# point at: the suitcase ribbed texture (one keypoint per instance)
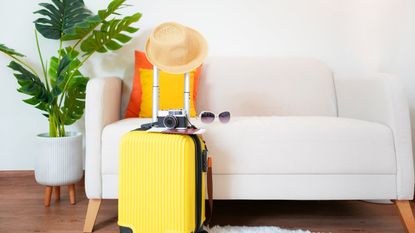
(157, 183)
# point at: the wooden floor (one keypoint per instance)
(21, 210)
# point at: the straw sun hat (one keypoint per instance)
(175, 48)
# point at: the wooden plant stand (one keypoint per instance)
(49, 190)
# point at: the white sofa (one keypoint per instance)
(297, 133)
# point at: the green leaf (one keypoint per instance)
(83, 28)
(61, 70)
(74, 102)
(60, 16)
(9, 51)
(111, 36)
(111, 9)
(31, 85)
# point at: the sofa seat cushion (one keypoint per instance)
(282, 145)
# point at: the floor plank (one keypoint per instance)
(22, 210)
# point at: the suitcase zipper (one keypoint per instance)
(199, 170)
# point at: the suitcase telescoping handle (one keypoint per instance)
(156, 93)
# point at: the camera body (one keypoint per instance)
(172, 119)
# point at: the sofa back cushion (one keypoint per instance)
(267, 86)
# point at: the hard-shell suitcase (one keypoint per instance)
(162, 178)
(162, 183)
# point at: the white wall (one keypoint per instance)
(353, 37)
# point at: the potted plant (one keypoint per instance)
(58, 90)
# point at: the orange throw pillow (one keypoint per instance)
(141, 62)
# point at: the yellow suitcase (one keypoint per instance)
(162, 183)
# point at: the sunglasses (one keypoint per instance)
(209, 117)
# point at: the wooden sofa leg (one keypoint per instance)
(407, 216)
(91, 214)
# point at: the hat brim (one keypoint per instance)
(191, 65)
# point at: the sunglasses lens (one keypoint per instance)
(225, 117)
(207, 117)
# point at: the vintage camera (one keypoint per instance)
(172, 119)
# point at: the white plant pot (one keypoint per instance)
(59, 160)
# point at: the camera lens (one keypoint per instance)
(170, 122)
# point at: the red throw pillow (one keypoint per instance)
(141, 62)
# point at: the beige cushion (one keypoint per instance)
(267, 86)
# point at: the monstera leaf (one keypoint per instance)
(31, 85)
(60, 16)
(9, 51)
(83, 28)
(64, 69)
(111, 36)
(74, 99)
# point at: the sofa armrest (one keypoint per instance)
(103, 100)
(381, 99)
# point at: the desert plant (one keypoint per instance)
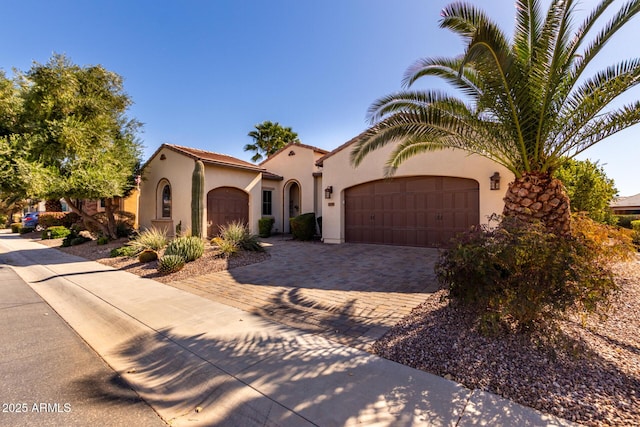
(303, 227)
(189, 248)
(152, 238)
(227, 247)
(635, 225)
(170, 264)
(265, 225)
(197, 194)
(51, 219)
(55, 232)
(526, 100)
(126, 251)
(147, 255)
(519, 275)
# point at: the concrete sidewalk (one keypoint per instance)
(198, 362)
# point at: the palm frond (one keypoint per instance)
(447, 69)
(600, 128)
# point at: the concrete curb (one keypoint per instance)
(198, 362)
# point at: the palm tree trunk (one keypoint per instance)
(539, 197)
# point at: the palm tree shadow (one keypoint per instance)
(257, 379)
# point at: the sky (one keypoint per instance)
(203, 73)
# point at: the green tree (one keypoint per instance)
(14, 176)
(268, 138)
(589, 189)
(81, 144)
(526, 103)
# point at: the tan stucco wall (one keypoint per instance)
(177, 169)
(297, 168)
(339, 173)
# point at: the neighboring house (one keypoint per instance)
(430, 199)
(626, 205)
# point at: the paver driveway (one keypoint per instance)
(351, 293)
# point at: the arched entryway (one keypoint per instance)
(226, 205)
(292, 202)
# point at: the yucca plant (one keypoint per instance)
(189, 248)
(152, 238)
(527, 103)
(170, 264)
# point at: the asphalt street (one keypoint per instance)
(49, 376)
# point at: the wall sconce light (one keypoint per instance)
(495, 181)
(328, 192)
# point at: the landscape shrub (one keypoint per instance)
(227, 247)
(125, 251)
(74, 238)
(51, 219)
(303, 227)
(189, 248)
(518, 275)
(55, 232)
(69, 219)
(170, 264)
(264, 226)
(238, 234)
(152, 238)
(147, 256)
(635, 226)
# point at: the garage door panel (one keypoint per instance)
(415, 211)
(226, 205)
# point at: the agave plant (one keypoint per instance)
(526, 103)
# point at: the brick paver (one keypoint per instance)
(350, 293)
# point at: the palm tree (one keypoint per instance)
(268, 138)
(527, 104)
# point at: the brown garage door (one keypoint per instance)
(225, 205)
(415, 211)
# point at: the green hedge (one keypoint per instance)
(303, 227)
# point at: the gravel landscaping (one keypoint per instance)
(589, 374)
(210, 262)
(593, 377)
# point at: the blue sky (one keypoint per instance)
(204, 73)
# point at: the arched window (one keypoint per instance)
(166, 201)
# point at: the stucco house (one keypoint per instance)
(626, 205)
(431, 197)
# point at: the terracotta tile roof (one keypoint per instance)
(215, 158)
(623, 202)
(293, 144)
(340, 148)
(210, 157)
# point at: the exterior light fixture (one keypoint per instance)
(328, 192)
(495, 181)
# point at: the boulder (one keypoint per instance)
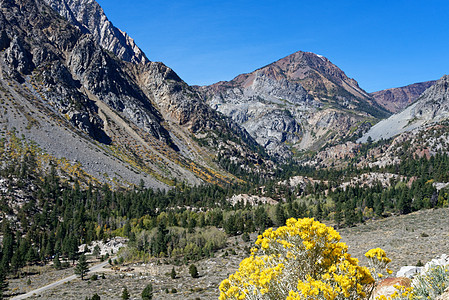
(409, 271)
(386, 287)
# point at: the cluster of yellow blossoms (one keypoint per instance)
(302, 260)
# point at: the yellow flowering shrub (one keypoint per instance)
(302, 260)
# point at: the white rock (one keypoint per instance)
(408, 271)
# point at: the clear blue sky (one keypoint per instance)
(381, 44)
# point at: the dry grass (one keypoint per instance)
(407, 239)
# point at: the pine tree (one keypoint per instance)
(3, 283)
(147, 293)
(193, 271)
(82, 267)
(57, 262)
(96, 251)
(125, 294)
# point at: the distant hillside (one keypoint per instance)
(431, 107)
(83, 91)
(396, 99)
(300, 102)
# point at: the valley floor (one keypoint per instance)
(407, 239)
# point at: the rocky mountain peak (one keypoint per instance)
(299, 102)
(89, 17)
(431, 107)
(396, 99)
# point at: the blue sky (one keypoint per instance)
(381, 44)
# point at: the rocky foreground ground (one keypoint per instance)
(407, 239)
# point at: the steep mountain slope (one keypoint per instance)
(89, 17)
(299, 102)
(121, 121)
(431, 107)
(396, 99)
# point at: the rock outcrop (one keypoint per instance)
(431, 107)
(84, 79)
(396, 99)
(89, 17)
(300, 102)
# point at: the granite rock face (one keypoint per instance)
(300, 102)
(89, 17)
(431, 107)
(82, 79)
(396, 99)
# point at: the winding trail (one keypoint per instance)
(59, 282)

## TO DO
Rewrite all the rows above as a JSON list of strings with one string per line, skipping blank lines. Leave the pictures out.

## SOLUTION
[
  "# point at: the suitcase ribbed texture (one keypoint per instance)",
  "(157, 183)",
  "# point at: the wooden floor (one keypoint per instance)",
  "(21, 210)",
  "# point at: the straw sun hat (one keypoint per instance)",
  "(175, 48)",
  "# point at: the wooden plant stand (one keypoint per instance)",
  "(49, 190)",
  "# point at: the white sofa (one keypoint per instance)",
  "(297, 133)",
  "# point at: the green leaf (one keypoint per instance)",
  "(83, 28)",
  "(61, 70)",
  "(74, 102)",
  "(60, 16)",
  "(9, 51)",
  "(111, 36)",
  "(111, 9)",
  "(31, 85)",
  "# point at: the sofa seat cushion (one keypoint per instance)",
  "(282, 145)",
  "# point at: the floor plank (one keypoint per instance)",
  "(22, 210)",
  "# point at: the suitcase zipper (one keypoint per instance)",
  "(199, 170)",
  "# point at: the suitcase telescoping handle (one keypoint per instance)",
  "(156, 93)",
  "# point at: the camera body (one keypoint per instance)",
  "(172, 119)",
  "# point at: the sofa back cushion (one keypoint per instance)",
  "(267, 86)",
  "# point at: the hard-shell suitcase (one keypoint per instance)",
  "(162, 178)",
  "(162, 183)",
  "# point at: the white wall (one keypoint per instance)",
  "(353, 37)",
  "# point at: the potted plant (one keypoint per instance)",
  "(58, 90)",
  "# point at: the orange throw pillow (one keypoint per instance)",
  "(141, 62)",
  "# point at: the yellow suitcase (one keypoint per instance)",
  "(162, 183)",
  "# point at: the sunglasses (one keypoint per instance)",
  "(209, 117)",
  "# point at: the wooden sofa leg (one keypoint per instance)",
  "(407, 216)",
  "(91, 214)",
  "# point at: the hat brim (one keypoint per instance)",
  "(191, 65)",
  "# point at: the sunglasses lens (one keypoint per instance)",
  "(225, 117)",
  "(207, 117)",
  "# point at: the vintage camera (one keypoint per instance)",
  "(172, 119)",
  "# point at: the white plant pot (one keypoint per instance)",
  "(59, 160)",
  "# point at: the camera lens (one keypoint per instance)",
  "(170, 122)",
  "# point at: the red throw pillow (one keypoint per instance)",
  "(141, 62)",
  "# point at: the beige cushion (one keypoint per instance)",
  "(267, 86)",
  "# point at: the monstera leaf (one keypoint per instance)",
  "(31, 85)",
  "(60, 16)",
  "(9, 51)",
  "(83, 28)",
  "(64, 69)",
  "(111, 36)",
  "(74, 99)",
  "# point at: the sofa armrest (one keypoint per instance)",
  "(103, 100)",
  "(381, 99)",
  "# point at: the desert plant (one keypoint per instance)",
  "(303, 227)",
  "(189, 248)",
  "(152, 238)",
  "(227, 247)",
  "(635, 225)",
  "(170, 264)",
  "(265, 225)",
  "(197, 194)",
  "(51, 219)",
  "(55, 232)",
  "(526, 100)",
  "(126, 251)",
  "(147, 255)",
  "(519, 275)",
  "# point at: the concrete sidewalk (one keypoint per instance)",
  "(198, 362)",
  "# point at: the palm frond (one keypoint per instance)",
  "(447, 69)",
  "(600, 128)",
  "# point at: the concrete curb (one keypoint per instance)",
  "(198, 362)",
  "# point at: the palm tree trunk (one keypoint per instance)",
  "(539, 197)",
  "# point at: the palm tree shadow (one keypoint per instance)",
  "(257, 379)",
  "# point at: the sky (one keypoint per instance)",
  "(203, 73)",
  "# point at: the green tree (one keypoint per instance)",
  "(14, 176)",
  "(268, 138)",
  "(589, 189)",
  "(81, 144)",
  "(526, 103)",
  "# point at: the tan stucco wall (one keypoint per instance)",
  "(177, 169)",
  "(297, 168)",
  "(339, 173)",
  "# point at: the neighboring house (one keypoint per instance)",
  "(430, 199)",
  "(626, 205)",
  "# point at: the paver driveway (one keypoint per instance)",
  "(351, 293)",
  "# point at: the arched entryway (one keypoint per instance)",
  "(226, 205)",
  "(292, 202)",
  "# point at: the yucca plant (one keypoint per instance)",
  "(189, 248)",
  "(152, 238)",
  "(527, 103)",
  "(170, 264)",
  "# point at: the asphalt street (one keypoint per instance)",
  "(49, 376)",
  "# point at: the wall sconce light (one keypoint per instance)",
  "(495, 181)",
  "(328, 192)",
  "# point at: the landscape shrub (one keypoint per instance)",
  "(227, 247)",
  "(125, 251)",
  "(74, 238)",
  "(51, 219)",
  "(303, 227)",
  "(189, 248)",
  "(518, 275)",
  "(55, 232)",
  "(69, 219)",
  "(170, 264)",
  "(264, 226)",
  "(238, 234)",
  "(152, 238)",
  "(147, 256)",
  "(635, 226)",
  "# point at: the garage door panel (one keypoint per instance)",
  "(415, 211)",
  "(226, 205)",
  "# point at: the agave plant (one keypoint per instance)",
  "(526, 103)",
  "# point at: the brick paver (one keypoint per instance)",
  "(350, 293)",
  "# point at: the palm tree (one keypoint per instance)",
  "(268, 138)",
  "(527, 104)",
  "# point at: the brown garage door (one keypoint per instance)",
  "(225, 205)",
  "(415, 211)",
  "# point at: the green hedge (one keypoint per instance)",
  "(303, 227)",
  "# point at: the gravel landscaping (one keypoint per instance)",
  "(589, 374)",
  "(210, 262)",
  "(593, 377)",
  "# point at: the blue sky (one keypoint per instance)",
  "(204, 73)",
  "# point at: the arched window (one keypoint per instance)",
  "(166, 201)",
  "# point at: the stucco house (one keypoint per instance)",
  "(626, 205)",
  "(431, 197)",
  "# point at: the terracotta tile roof (one keypoint per instance)",
  "(215, 158)",
  "(623, 202)",
  "(293, 144)",
  "(340, 148)",
  "(210, 157)",
  "# point at: the exterior light fixture (one keypoint per instance)",
  "(328, 192)",
  "(495, 181)",
  "# point at: the boulder (one keypoint per instance)",
  "(409, 271)",
  "(386, 287)",
  "# point at: the cluster of yellow blossoms (one keypoint per instance)",
  "(302, 260)",
  "# point at: the yellow flowering shrub (one keypoint per instance)",
  "(302, 260)",
  "# point at: the white rock (one keypoint per instance)",
  "(408, 271)",
  "# point at: the clear blue sky (one keypoint per instance)",
  "(381, 44)",
  "# point at: the dry grass (one keypoint per instance)",
  "(407, 239)",
  "# point at: the pine tree (one keypoint per instance)",
  "(3, 283)",
  "(147, 293)",
  "(193, 271)",
  "(82, 267)",
  "(57, 262)",
  "(96, 251)",
  "(125, 294)",
  "# point at: the distant hillside (one keypoint per instance)",
  "(431, 107)",
  "(83, 91)",
  "(396, 99)",
  "(300, 102)",
  "# point at: the valley floor (one keypoint per instance)",
  "(407, 239)",
  "# point at: the rocky mountain peak (one keypoint per instance)",
  "(299, 102)",
  "(89, 17)",
  "(431, 107)",
  "(396, 99)",
  "# point at: the blue sky (one keypoint per instance)",
  "(381, 44)",
  "# point at: the rocky foreground ground (one keypoint per instance)",
  "(407, 239)",
  "# point at: the steep mountain slope (one keypoint per instance)",
  "(89, 17)",
  "(299, 102)",
  "(121, 121)",
  "(431, 107)",
  "(396, 99)",
  "# point at: the rock outcrop (one keypoint per instance)",
  "(431, 107)",
  "(84, 79)",
  "(396, 99)",
  "(89, 17)",
  "(300, 102)",
  "# point at: the granite rock face (one keypoint per instance)",
  "(300, 102)",
  "(89, 17)",
  "(431, 107)",
  "(82, 79)",
  "(396, 99)",
  "# point at: the winding trail (one keypoint per instance)",
  "(59, 282)"
]